Wenn man zum Vater den Kontakt abbricht. Wer hat Erfahrung damit?
Zu meinen Vater hatte ich in meiner Kindheit ein mittleres bis gutes Verhältnis. Doch dann im Laufe und als er noch mehr Kinder bekam, fing er an streng zu mir zu werden, war nie für mich da wenn ich Probleme in der Schule hatte oder wenn ich arbeitslos war. Ihm war praktisch immer seine Arbeit und seine Sauferei wichtig, aber um seine Kinder hatte er sich nicht richtig gekümmert. Jetzt hat er sogar Krebs (er ist auch Raucher) und denkt nicht daran damit aufzuhören oder einen Entzug zu machen. Zwar gab es Zeiten wo er mit uns was unternommen hat, doch moralisch gesehen war er für uns bzw mich nie da. Zuletzt hat er sich nur gemeldet als ich Corona hatte und seitdem nicht mehr. Zum Geburtstag habe ich ihn ne SMS geschrieben aber er hat nicht mal darauf Danke gesagt. Somit besteht seit Ende März kein Kontakt mehr.
Hat jemand von euch Erfahrungen? Lasst es mich wissen.

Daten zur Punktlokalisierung

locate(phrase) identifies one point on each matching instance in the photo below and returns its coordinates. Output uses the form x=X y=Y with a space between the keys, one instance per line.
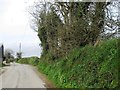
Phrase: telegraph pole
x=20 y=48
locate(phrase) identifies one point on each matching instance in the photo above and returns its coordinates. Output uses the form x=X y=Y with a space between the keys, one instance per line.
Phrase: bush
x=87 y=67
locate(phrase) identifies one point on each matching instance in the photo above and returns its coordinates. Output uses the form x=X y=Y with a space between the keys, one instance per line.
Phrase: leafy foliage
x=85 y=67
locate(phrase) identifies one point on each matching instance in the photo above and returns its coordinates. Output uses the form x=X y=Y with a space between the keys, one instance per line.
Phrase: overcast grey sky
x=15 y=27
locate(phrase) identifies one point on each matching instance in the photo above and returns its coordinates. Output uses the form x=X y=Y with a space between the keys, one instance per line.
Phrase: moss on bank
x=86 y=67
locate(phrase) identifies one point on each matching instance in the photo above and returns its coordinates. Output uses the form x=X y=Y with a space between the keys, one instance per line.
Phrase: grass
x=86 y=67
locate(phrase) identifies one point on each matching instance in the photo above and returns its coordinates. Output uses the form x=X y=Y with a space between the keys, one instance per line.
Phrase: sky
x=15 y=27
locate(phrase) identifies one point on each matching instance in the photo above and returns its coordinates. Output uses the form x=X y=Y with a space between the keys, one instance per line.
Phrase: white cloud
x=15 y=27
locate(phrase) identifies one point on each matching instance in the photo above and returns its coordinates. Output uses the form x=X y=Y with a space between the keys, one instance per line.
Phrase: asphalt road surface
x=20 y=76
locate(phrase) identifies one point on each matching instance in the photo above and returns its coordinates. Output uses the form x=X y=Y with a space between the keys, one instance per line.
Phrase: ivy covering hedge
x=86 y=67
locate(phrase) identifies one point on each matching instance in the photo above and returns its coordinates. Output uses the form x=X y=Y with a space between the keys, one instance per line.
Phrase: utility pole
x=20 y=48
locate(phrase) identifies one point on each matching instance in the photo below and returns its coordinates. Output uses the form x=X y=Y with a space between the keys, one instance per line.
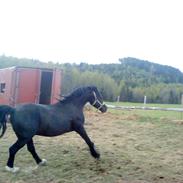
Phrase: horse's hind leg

■ Zu lösende Aufgaben:
1. Beantworte die folgenden Fragen zum Textausschnitt über den Kontaktabbruch zum Vater.
(a) Wie wird das Verhältnis zum Vater in der Kindheit beschrieben?
(b) Welche Krankheit hat der Vater jetzt?
(c) Seit wann besteht kein Kontakt mehr?
2. Schreibe den Textausschnitt über den Kontaktabbruch zum Vater nach seinem letzten Satz weiter.

■ Lösungen zur Übung:
1.
(a) Es war ein mittleres bis gutes Verhältnis.
(b) Er hat Krebs.
(c) Seit Ende März.

2.
4 Antworten
Kann deine zweifelnde Emotionalität nachvollziehen, denke aber, für eine Auf-und Abrechnung ist abgesichts der Erkrankung deines Vaters einfach nicht der richtige Zeitpunkt. Du scheinst eine Entschuldigung zu erwarten sowie eine Einsicht und Änderung seines Suchtverhaltens. Das ist aber alleine seine Sache, ob er von seinen Süchten lassen mag und kann. Außerdem ist es immer recht kompliziert, die Vergangenheit im Verfahren gegenseitiger Vorwürfe aufzuarbeiten. Das funktioniert in der Regel so nicht. Wenn man den Kontakt erneuern möchte, muss man es schaffen, sich in einer relativ neutralen Atmosphäre zu begegnen. Das geschieht übrigens sehr oft am Sterbebett…
Von daher solltest du versuchen, deine Wut in Verzeihung umzuwandeln. Erinnere dich an schöne Gemeinsamkeiten, denn die gab es auch, sagst du. Gewiss weiß dein Vater, dass er viel falsch gemacht hat, vielleicht hat er aber einfach Angst vor der Konfrontation und Erinnerung. Vielleicht trinkt er auch deshalb, wer weiß, denn anscheinend war er mit vielen Sachen überfordert. Bedenke, du hast noch dein ganzes Leben vor dir, aber seines geht zu Ende. Mach Frieden mit ihm, denn irgendwann ist es zu spät dafür.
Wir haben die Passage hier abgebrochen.